### Required work
Can the data below be echoed back word for word?

### Supplied data
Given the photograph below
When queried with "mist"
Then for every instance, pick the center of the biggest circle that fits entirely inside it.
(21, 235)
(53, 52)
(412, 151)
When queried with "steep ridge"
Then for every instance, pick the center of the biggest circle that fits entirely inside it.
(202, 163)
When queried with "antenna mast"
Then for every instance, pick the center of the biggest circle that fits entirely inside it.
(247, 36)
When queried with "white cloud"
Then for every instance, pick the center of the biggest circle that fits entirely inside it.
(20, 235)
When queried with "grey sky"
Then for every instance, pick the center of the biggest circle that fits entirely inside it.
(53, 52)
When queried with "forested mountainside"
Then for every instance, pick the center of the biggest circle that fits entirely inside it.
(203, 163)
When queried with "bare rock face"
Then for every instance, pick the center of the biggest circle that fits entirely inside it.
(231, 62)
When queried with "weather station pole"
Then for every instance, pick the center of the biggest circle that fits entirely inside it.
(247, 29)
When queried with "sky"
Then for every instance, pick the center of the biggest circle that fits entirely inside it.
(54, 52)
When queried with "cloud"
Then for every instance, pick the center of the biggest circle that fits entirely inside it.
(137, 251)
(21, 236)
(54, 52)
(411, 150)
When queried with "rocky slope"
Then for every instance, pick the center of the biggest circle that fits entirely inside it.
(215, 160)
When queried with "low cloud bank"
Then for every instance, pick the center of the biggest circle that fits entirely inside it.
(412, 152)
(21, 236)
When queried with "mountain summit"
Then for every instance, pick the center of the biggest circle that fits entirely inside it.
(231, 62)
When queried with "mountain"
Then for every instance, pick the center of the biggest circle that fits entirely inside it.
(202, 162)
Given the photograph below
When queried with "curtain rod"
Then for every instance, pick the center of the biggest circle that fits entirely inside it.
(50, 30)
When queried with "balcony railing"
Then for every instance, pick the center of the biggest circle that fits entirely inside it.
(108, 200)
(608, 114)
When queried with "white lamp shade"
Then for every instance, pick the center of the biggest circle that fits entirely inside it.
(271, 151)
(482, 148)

### Result of this task
Given the photograph below
When queried with "mist"
Then for every instance, pick the center of the biggest circle that fits entirely inside it.
(21, 235)
(53, 52)
(412, 151)
When queried with "steep ridge"
Then for every instance, pick the center of the biggest circle that fits entirely inside it.
(202, 163)
When queried with "antenna mast"
Then for every instance, pick the center of the biggest circle that fits entirely inside it.
(247, 36)
When queried with "white cloud"
Then for every instance, pick the center of the biggest circle that fits entirely inside it.
(20, 235)
When queried with "grey sky"
Then for every instance, pick the center of the biggest circle that fits entirely inside it.
(53, 52)
When queried with "forested mountainside"
Then for every instance, pick the center of the biggest circle that fits entirely inside it.
(203, 163)
When queried with "bare rock face"
Then for every instance, pick the center of the biggest circle that fits entirely inside it.
(231, 62)
When queried with "weather station pole"
Then for every instance, pick the center of the biggest circle that fits entirely inside it.
(247, 29)
When queried with "sky"
Then for every instance, pick the center of the biggest circle that fits entirely inside it.
(54, 52)
When queried with "cloud"
Then for every instance, pick the center of the biggest circle that fits entirely inside it.
(137, 251)
(21, 236)
(54, 52)
(411, 150)
When queried with "rocky slope"
Then for every instance, pick the center of the biggest circle that fits entirely inside it.
(215, 160)
When queried with "low cloud bank"
Then for every instance, pick the center of the biggest circle that fits entirely inside it.
(412, 152)
(21, 236)
When queried with "mountain summit"
Then for every instance, pick the center of the biggest circle that fits entirely inside it.
(231, 62)
When queried with "mountain"
Then for every instance, pick the center of the biggest circle that fits entirely inside it.
(202, 162)
Given the photograph below
When queried with "curtain rod"
Then for every instance, pick the center of the biggest circle that fits entirely inside it.
(50, 30)
When queried with "balcony railing"
Then for every instance, pick the center of the biggest circle that fits entirely inside it.
(108, 200)
(608, 114)
When queried with "white lamp shade"
Then for every instance, pick the center of the biggest circle that fits entirely inside it.
(271, 151)
(482, 148)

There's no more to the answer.